◆ **Page excerpt**:
——

My House Lyrics – Matilda
My House Lyrics
This roof keeps me dry when the rain falls.
This door helps to keep the cold at bay.
On this floor I can stand on my own two feet.
On this chair I can write my lessons.
On this pillow I can dream my nights away.
And this table, as you can see, well, it's perfect for tea.
It isn't much but it is enough for me.
It isn't much but it is enough...
On these walls I hang wonderful pictures.
Through this window I can watch the seasons change.
By this lamp I can read, and I, I am set free!
And when it's cold outside I feel no fear!
Even in the winter storms, I am warmed by a small but stubborn fire.
And there is no-where I would rather be.
It isn't much but it is enough for me.
It isn't much but it is enough for me.
For this is my house!
This is my house!
It isn't much but it is enough for me.
This is my house!
This is my house!
It isn't much but it is enough.
(MISS HONEY and (MATILDA and the ESCAPOLOGIST))
(Don't cry ...)
And when it's cold and bleak
(Please don't cry, I'm here! ... )
I feel no fear!
Even in the fiercest storms!
(Please don't cry ...)
I am warmed
(Let me wipe away your tears!)
by a small but stubborn fire!
(MISS HONEY and (the ESCAPOLOGIST))
(Forgive me)
Even when outside it's freezing
(I didn't want to desert you)
I don't pay much heed.
(I know that I hurt you)
I know that everything I need is in here.
It isn't much but it is enough for me.
It isn't much but it is enough for me.
Song Overview

Song Credits
- Producer: Chris Nightingale & Tim Minchin
- Composer & Lyricist: Tim Minchin
- Orchestration: Chris Nightingale
- Keyboards & Conductor: Bruce O’Neil
- Recording Engineer / Mastering Engineer: Rupert Coulson
- Recorded at: AIR Studios, London
- Release Date: 2011-09-13
- Genre: Musical-Theatre, Pop
- Album: Matilda The Musical (Original London Cast Recording)
- Language: English
- Label: Royal Shakespeare Company
- Length: 3 : 47
Song Meaning and Annotations

My House shuffles onstage like a shy guest, humming gratitude in every corner. Miss Honey inventories her threadbare cottage – roof, door, lamp – transforming poverty into poetry. Each humble object is a talisman: proof that safety can be handmade. The melody floats in 6/8, rocking like a cradle, but Tim Minchin slips sly chromatic turns beneath the lullaby; comfort here has been hard-won.
Yet the real heartbeat hides in the duet structure. Mid-song, the Escapologist – a ghost of memory – drifts in, doubling Miss Honey’s lines. She can’t see him, but we do. It’s theatre’s X-ray: love persists even after the body leaves. And when Matilda cradles the acrobat’s white scarf, the orphan and the teacher merge – two souls patched together by stories.

——

◆ **Source material**:
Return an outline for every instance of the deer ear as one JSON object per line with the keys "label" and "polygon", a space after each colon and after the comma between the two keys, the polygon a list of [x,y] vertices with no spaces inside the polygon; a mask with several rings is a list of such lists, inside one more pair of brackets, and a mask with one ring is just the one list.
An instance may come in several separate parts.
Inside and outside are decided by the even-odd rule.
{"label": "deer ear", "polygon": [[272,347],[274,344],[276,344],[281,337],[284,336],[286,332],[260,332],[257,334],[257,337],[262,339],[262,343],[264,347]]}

——

◆ **Exercise instructions**:
• a. Based on the My House lyrics page, state whether each statement is true: (i) the song was recorded at AIR Studios, London; (ii) the melody of the song moves in 4/4 time; (iii) Miss Honey can see the Escapologist. Give yes or no for each, with the deciding words of the page quoted exactly.
• b. Extend the My House lyrics page by writing more of its commentary, starting after its last sentence.

◆ **Answers per task**:
• a.
(i) Yes: "Recorded at: AIR Studios, London"
(ii) No: "The melody floats in 6/8"
(iii) No: "She can’t see him, but we do."

• b.
Minchin’s lyrics lean on homely consonants (“this table is perfect for tea”), grounding the scene in oak and kettle steam. But the subtext bites: calling four damp walls “enough” reveals the abuse that made her set the bar so low. Gratitude and resignation tussle under each note.
“It isn’t much – but it is enough for me.”
The line is mantra and mask. Miss Honey insists she feels “no fear”, yet she’s singing to silence it. The paradox mirrors childhood itself: kids imagine monsters under the bed; adults trap them in the past.
Verse Highlights

Opening Stanza
A waltz-like swing, woodwind pads soft as quilt batting. The roof-door-floor triad sketches Maslow’s bottom tier with nursery-rhyme clarity.
Escapologist Entrance
Strings shimmer; harmony slips to the relative minor. The phantom father overlays her melody – two generations sharing one heartbeat.
Matilda’s Silent Realisation
Onstage, the child fingers that scarf like a detective dusting prints. No lyric needed – her face completes the rhyme.
Similar Songs
- “Home” – Beauty and the Beast
Both tracks paint modest rooms as fortresses. Belle dreams of escape, yet lists the books and windows that keep her alive. Miss Honey does the same, but she’s already free – just too bruised to notice. The orchestration in each uses warm strings to sketch hearth-light. - “Somewhere That’s Green” – Little Shop of Horrors
Audrey’s plastic-fence fantasy mirrors Miss Honey’s teacup pride. Suburban lawn or tiny cottage – hope shrinks to fit the cage. Minchin’s ironic sweetness cousins Alan Menken’s bittersweet 60s pastiche. - “A House Is Not A Home” – Dionne Warwick
Warwick croons the adult version of Miss Honey’s creed: walls mean nothing without love. Where the pop standard sways in soulful 4/4, My House waltzes, but both pulse with the same yearning.
Questions and Answers

- Why does Miss Honey call her sparse cottage “enough”?
- Because after years under Trunchbull’s tyranny, ownership of anything – even peeling walls – feels radical.
- What role does the Escapologist play in the number?
- He’s a memory made visible. His harmony shows parental love still shielding Miss Honey, even in absence.
- How does the staging heighten the song’s theme?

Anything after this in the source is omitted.